● EXERCISE DETAILS
Of all the entries below, only the lines from the one with "[point] grey jacket" up to and including the one with "[point] hillside with" are to be duplicated exactly.

START DATA FOR ANALYSIS

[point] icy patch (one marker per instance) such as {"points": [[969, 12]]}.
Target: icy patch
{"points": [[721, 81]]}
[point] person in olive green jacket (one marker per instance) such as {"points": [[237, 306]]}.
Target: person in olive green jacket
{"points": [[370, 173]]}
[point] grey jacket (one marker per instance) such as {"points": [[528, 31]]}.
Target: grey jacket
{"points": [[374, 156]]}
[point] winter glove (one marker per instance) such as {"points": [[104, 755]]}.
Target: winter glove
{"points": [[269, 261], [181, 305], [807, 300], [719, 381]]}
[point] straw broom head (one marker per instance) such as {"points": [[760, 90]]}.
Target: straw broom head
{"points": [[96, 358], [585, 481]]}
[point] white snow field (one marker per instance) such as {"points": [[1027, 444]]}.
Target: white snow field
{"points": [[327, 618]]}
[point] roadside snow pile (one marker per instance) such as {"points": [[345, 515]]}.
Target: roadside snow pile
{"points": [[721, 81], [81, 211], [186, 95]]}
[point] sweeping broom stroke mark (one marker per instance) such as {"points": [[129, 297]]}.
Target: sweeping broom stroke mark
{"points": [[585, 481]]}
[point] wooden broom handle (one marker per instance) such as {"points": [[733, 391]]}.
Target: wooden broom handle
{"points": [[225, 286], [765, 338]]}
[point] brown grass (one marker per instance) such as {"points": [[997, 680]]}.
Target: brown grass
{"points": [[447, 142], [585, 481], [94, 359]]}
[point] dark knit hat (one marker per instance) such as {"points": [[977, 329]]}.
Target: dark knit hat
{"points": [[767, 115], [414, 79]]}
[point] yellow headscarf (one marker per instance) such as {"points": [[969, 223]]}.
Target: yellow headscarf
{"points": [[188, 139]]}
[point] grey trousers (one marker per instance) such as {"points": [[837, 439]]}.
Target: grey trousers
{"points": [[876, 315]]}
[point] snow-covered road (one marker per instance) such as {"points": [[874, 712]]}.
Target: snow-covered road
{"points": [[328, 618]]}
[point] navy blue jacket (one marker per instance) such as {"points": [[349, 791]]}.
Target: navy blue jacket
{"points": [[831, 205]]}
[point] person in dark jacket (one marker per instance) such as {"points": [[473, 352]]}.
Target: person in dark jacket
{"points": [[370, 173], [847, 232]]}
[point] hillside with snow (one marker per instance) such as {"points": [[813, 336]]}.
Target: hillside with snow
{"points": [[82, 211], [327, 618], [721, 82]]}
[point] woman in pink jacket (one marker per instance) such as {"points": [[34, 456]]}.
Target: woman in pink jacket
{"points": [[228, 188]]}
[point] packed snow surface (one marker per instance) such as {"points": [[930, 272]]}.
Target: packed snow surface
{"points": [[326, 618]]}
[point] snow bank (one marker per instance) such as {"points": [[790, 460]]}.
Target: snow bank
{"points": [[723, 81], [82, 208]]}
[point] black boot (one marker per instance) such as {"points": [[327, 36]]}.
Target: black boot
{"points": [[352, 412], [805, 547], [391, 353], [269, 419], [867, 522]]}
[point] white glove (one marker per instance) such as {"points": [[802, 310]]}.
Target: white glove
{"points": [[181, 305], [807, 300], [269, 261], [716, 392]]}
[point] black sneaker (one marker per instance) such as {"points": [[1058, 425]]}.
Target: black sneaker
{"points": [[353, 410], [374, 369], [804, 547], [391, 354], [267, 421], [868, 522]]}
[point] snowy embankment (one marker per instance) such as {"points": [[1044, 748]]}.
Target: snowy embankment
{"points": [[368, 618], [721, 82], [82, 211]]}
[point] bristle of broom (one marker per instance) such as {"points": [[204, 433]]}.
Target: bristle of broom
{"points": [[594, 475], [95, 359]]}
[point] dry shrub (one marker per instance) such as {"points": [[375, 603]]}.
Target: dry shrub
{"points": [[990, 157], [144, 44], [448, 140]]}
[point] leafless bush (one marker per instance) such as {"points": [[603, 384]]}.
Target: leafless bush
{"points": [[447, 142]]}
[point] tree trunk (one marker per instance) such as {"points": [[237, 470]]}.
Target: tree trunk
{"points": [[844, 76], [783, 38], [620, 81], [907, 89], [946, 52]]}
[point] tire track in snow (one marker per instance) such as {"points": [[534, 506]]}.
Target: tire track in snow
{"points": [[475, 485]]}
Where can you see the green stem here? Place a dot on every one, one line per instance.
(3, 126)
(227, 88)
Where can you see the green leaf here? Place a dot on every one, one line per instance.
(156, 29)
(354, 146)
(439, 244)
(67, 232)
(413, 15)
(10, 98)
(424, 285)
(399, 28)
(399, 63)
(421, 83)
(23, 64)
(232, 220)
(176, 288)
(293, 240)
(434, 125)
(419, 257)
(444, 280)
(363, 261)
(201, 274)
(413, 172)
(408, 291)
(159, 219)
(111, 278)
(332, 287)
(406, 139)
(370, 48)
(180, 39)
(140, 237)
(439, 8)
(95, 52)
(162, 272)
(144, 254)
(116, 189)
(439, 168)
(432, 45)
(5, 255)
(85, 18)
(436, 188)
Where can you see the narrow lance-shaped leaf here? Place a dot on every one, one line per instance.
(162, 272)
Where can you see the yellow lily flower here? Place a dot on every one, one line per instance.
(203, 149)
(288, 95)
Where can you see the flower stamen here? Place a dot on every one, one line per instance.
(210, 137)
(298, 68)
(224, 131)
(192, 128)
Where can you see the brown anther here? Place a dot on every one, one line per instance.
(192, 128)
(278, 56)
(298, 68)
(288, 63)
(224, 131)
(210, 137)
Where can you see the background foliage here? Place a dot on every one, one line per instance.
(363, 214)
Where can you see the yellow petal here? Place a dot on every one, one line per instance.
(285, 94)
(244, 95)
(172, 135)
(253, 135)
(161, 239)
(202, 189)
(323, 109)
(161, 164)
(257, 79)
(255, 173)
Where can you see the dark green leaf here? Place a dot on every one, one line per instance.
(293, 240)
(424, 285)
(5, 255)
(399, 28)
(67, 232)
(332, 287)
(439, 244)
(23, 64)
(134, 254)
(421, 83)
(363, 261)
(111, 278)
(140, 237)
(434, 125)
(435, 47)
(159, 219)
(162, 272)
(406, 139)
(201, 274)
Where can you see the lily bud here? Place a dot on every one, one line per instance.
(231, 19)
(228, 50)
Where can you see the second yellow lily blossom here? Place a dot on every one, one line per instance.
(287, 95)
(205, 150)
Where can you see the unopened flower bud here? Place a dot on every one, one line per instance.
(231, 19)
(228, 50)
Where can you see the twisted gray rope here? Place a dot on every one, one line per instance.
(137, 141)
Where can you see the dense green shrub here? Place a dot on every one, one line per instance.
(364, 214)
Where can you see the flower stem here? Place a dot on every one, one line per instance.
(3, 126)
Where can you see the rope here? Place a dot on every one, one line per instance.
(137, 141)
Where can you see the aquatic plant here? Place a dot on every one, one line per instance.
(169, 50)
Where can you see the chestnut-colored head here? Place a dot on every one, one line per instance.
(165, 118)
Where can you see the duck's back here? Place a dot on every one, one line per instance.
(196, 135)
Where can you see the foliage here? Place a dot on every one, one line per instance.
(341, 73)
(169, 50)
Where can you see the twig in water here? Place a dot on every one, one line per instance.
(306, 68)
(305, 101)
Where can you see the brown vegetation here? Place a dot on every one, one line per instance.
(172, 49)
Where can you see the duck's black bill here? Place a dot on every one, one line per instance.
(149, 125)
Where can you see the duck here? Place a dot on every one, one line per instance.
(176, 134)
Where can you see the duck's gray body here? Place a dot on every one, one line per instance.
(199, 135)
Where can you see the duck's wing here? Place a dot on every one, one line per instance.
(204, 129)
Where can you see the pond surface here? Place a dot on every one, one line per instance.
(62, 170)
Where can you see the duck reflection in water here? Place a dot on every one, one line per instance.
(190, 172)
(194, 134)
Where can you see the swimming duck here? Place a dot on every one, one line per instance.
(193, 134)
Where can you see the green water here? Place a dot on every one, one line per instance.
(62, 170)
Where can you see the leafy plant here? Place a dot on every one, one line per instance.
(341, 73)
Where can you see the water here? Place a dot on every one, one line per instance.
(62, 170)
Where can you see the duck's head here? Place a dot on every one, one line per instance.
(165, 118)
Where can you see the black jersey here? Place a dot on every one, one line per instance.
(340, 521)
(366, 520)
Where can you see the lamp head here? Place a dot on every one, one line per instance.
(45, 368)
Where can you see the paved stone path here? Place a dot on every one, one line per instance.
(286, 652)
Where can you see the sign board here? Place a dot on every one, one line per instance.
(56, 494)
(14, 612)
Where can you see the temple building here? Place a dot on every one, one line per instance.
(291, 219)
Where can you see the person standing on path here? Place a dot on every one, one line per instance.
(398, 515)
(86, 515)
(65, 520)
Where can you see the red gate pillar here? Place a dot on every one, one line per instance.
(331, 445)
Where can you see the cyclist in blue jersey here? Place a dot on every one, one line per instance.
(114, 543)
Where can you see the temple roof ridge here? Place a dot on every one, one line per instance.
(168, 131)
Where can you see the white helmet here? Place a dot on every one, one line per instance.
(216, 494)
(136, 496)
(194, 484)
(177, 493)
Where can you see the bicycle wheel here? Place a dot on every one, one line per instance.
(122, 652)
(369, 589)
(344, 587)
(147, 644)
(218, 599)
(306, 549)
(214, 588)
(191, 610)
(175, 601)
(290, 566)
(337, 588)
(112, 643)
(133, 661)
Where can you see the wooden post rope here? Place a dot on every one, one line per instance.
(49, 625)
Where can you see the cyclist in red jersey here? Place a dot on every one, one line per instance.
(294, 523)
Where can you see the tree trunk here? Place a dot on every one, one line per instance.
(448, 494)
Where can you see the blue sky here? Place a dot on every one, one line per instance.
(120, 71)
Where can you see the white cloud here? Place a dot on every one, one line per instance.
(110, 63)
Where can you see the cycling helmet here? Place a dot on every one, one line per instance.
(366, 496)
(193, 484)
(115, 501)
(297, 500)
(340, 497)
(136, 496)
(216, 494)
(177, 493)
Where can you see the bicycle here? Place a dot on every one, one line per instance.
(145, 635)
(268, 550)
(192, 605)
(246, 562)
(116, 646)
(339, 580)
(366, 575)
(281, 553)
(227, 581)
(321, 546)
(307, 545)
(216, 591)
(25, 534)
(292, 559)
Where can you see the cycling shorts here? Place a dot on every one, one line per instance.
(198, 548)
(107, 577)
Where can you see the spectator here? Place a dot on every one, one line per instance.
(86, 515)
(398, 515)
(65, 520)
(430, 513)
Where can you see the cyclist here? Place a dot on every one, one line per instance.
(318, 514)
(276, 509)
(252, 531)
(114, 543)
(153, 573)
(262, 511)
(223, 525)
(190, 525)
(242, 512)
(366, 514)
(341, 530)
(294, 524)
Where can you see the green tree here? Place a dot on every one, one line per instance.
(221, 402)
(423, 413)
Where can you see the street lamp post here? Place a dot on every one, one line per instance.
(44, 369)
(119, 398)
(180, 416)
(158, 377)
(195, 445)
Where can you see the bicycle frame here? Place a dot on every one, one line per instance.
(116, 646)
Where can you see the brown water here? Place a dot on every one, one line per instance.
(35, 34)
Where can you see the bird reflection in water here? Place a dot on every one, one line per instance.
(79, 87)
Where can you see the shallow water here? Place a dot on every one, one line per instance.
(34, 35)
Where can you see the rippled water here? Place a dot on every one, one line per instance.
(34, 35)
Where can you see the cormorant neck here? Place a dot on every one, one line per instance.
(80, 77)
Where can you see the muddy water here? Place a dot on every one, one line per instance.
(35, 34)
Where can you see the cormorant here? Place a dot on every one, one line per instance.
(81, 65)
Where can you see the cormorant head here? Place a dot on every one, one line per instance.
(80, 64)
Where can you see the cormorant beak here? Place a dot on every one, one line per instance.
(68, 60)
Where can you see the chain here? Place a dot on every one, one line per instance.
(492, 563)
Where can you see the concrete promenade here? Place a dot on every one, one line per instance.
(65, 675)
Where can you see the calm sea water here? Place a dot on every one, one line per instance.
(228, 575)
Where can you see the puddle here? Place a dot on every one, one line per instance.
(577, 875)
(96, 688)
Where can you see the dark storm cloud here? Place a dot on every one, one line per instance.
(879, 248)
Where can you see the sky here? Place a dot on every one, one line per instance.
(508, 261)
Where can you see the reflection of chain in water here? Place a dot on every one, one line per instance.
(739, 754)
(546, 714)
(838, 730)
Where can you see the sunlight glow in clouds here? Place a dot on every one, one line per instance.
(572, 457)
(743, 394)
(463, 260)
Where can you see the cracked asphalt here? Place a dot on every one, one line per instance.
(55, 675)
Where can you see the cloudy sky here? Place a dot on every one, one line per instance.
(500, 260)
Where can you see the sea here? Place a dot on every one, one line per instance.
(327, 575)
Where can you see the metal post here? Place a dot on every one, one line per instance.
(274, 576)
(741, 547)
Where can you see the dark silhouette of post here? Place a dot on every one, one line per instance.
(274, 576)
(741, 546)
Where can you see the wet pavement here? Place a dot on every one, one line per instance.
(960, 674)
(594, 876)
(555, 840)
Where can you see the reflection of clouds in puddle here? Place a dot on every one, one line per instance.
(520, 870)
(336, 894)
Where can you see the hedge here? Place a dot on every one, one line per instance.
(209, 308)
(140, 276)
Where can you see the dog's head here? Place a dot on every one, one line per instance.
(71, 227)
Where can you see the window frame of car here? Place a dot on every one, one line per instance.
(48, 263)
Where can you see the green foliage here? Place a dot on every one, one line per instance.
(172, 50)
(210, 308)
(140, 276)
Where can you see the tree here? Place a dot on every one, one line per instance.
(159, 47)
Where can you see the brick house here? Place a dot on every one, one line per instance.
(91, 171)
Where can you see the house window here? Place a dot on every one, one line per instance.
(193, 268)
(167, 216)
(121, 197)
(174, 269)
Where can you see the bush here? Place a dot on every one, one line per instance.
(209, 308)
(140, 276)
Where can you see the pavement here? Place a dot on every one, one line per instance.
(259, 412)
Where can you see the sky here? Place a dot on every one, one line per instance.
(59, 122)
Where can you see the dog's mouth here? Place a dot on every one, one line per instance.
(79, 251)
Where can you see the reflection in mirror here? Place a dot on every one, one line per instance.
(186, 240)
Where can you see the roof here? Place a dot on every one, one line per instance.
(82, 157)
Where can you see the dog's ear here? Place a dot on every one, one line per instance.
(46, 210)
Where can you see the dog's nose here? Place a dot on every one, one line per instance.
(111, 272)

END DATA FOR ANALYSIS

● RESPONSE TO THE EXERCISE
[point] grey jacket (one marker per instance) such as {"points": [[528, 31]]}.
Target: grey jacket
{"points": [[374, 156]]}
[point] winter glove (one marker per instance) such as {"points": [[104, 755]]}.
Target: winter glove
{"points": [[269, 261], [181, 305], [807, 300], [719, 381]]}
[point] straw broom head (one marker per instance) such as {"points": [[760, 90]]}.
Target: straw broom head
{"points": [[96, 358], [585, 481]]}
[point] white snow field (one marker per instance) such as {"points": [[1027, 444]]}.
Target: white snow field
{"points": [[327, 618]]}
[point] roadside snow pile (one marker per instance) such as {"points": [[345, 515]]}.
Target: roadside snow pile
{"points": [[721, 81], [81, 211], [186, 95]]}
[point] sweeping broom stroke mark (one marker per instance) such as {"points": [[129, 297]]}.
Target: sweeping broom stroke mark
{"points": [[585, 481]]}
[point] wooden broom handle (one marker per instance) such as {"points": [[733, 391]]}.
Target: wooden broom handle
{"points": [[225, 286], [765, 338]]}
[point] brown grass (one marker per instance) such as {"points": [[997, 680]]}.
Target: brown grass
{"points": [[447, 142], [585, 481], [94, 359]]}
[point] dark knit hat (one marker per instance) such as {"points": [[977, 329]]}.
Target: dark knit hat
{"points": [[767, 115], [414, 79]]}
[point] yellow headscarf (one marker per instance) such as {"points": [[969, 223]]}.
Target: yellow headscarf
{"points": [[188, 139]]}
[point] grey trousers (one marker per instance) such as {"points": [[837, 439]]}.
Target: grey trousers
{"points": [[876, 315]]}
[point] snow-covered road (one marker per instance) such as {"points": [[874, 712]]}.
Target: snow-covered road
{"points": [[328, 618]]}
[point] navy blue jacket (one marker per instance) such as {"points": [[349, 791]]}.
Target: navy blue jacket
{"points": [[831, 205]]}
[point] person in dark jacket (one marker per instance) such as {"points": [[473, 352]]}.
Target: person in dark jacket
{"points": [[370, 173], [847, 232]]}
[point] hillside with snow (one marker per instance) such as {"points": [[813, 336]]}.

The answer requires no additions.